Records provided: Begin

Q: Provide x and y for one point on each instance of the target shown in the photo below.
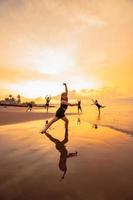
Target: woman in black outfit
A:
(60, 113)
(97, 105)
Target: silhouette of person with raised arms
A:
(48, 99)
(64, 155)
(60, 113)
(95, 102)
(79, 106)
(29, 107)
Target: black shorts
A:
(60, 113)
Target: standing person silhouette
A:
(79, 106)
(48, 99)
(60, 146)
(95, 102)
(60, 113)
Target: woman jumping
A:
(48, 99)
(95, 102)
(60, 113)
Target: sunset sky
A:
(86, 43)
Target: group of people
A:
(60, 113)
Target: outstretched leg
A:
(66, 122)
(49, 124)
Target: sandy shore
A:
(18, 115)
(31, 163)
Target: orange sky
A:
(43, 43)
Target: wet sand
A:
(102, 169)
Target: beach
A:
(30, 170)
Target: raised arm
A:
(66, 89)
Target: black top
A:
(64, 106)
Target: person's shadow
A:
(60, 146)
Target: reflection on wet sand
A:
(60, 146)
(78, 121)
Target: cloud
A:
(17, 75)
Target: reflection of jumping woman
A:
(64, 155)
(60, 113)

Records provided: End

## [About this exercise]
Considering only the data above, return the lines in which "woman" occurs.

## [Exercise output]
Target: woman in black outfit
Target: woman jumping
Target: reflection of jumping woman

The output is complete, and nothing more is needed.